Excerto da página:

--------------------------------------------------

6. Por prova de depósito em 22-11-2013 foi o Oponente M… citado - fls 79 a 87 do Pef apenso;
7. Da certidão da Conservatória do Registo Comercial de Viana do Castelo relativa à sociedade "F…, Lda" consta como gerentes:
- M… e Al…, sendo que é suficiente para obrigar a sociedade a assinatura de Al… e de outro gerente - Doc junto a fls 91 dos autos;
8. Por sentença datada de 01-07-2005, proferida no Proc. nº 2897/05.9 TBVCT, que correu termos nos Juízos de Competência Especializada Cível do Tribunal de Viana do Castelo, foi declarada a insolvência da devedora originária "F… Lda.". (cfr. fls. 82 dos autos)
9. A presente Oposição deu entrada no Serviço de Viana do Castelo, em 12-12-2013. (cfr. fls. 6 e informação de fls 98 dos autos).

Factos Não Provados
Não resultam provados quaisquer outros factos, com relevância para a decisão da causa, tendo em conta as várias soluções de direito plausíveis.

Motivação da decisão de facto
A decisão da matéria de facto resultou da análise dos documentos e informações oficiais, não impugnados, juntos aos autos pelos Oponentes e constantes do processo de execução fiscal, bem como nas posições assumidas nos articulados, tudo conforme foi referido em cada ponto dos factos assentes.
Não sendo necessário recorrer à prova testemunhal ouvida.”
«»
3.2. DE DIREITO
Assente a factualidade apurada cumpre, então, entrar na análise da realidade em equação nos autos e que se prende, num primeiro momento, com a questão da nulidade da sentença por falta de fundamentação de facto suscitada pelo Ministério Público, referindo, em termos essenciais, que considerar tão só, como fez a sentença que os depoimentos testemunhais (foram ouvidas quatro testemunhas) não eram de relevar por influírem na presente sentença é totalmente ininteligível, impondo-se concluir que na sentença apenas existe uma aparente fundamentação, no que ao exame crítico da prova concerne.

--------------------------------------------------

Pedido 1:
Enumere todas as datas no formato dia-mês-ano que figuram no excerto da página acima.
Pedido 2:
De acordo com o excerto da página, quantas testemunhas foram ouvidas?

--------------------------------------------------

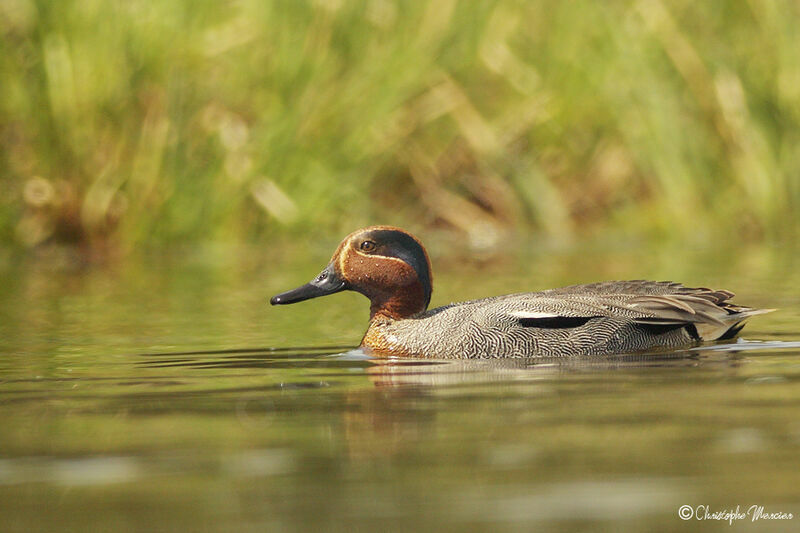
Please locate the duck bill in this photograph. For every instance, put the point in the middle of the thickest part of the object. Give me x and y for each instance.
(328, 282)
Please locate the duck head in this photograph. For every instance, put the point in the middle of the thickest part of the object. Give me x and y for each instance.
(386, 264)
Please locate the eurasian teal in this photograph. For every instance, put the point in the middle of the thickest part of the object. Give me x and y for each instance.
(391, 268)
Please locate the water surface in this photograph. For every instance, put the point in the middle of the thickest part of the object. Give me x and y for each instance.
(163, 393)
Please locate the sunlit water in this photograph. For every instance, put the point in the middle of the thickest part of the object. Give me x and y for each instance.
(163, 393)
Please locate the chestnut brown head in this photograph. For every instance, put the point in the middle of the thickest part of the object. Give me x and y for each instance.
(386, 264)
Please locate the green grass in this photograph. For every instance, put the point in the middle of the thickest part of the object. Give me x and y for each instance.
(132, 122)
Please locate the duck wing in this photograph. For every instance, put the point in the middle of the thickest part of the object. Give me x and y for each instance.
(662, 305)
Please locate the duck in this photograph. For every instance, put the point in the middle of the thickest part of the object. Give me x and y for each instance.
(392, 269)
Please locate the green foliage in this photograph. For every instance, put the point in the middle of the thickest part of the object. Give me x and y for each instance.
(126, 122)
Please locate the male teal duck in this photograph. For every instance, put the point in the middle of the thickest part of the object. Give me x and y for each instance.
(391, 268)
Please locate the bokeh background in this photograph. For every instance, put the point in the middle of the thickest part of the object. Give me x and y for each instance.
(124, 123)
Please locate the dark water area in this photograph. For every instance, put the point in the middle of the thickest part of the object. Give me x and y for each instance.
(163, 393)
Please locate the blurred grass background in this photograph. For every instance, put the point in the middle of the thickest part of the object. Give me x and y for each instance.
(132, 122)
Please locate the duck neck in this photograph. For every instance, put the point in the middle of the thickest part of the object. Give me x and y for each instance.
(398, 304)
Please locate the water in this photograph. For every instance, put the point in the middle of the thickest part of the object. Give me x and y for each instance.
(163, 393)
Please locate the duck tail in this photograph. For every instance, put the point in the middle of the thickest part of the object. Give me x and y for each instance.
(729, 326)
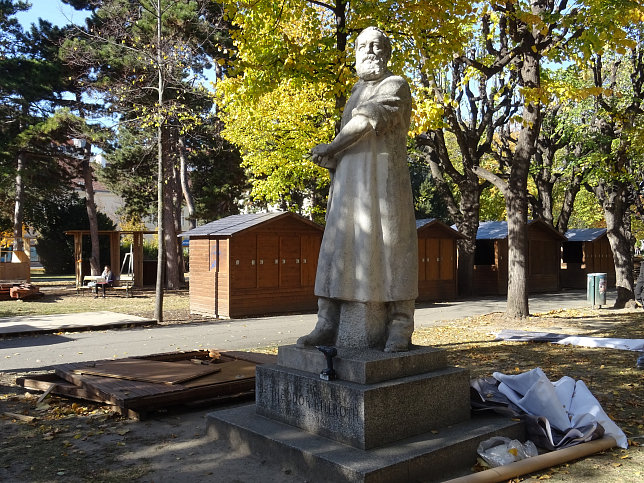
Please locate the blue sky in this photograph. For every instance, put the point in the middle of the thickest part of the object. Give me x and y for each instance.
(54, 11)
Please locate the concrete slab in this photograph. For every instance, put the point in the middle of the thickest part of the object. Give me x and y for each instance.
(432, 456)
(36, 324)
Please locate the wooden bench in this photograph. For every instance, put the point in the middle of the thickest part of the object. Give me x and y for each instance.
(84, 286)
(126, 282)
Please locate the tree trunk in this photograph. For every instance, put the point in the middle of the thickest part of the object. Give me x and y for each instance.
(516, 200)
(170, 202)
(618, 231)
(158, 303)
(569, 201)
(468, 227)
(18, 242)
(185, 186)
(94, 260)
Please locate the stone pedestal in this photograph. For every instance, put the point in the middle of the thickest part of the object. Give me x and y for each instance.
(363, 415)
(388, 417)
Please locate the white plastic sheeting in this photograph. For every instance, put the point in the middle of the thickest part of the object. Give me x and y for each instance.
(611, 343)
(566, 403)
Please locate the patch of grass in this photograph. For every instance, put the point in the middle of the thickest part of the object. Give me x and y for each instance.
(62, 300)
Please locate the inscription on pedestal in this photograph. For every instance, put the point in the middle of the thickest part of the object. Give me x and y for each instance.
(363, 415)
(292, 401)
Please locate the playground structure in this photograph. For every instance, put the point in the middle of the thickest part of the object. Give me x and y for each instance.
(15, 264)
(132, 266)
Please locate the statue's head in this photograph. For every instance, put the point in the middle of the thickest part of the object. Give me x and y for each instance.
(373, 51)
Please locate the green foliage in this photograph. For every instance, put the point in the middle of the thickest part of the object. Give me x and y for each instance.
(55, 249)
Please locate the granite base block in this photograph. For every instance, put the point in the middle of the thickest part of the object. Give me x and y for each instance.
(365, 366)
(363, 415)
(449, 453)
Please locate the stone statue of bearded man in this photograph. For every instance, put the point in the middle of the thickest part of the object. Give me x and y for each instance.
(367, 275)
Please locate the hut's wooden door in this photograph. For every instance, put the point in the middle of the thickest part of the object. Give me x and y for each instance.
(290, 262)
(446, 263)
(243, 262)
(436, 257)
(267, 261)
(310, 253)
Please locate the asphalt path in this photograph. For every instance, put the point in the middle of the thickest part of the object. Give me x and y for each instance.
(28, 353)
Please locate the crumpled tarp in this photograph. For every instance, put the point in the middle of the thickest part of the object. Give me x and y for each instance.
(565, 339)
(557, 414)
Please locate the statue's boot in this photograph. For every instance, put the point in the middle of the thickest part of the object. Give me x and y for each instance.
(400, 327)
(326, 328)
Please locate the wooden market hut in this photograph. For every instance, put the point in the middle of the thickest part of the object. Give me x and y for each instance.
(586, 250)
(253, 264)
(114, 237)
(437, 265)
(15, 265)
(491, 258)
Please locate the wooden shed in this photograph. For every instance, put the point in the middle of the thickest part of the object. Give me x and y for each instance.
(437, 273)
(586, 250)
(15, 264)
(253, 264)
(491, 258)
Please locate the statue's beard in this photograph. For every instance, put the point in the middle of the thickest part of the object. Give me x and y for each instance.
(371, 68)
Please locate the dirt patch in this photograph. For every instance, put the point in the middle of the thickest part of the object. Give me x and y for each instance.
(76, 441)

--------------------------------------------------

Resolução 1:
22-11-2013, 01-07-2005, 12-12-2013

Resolução 2:
Foram ouvidas quatro testemunhas.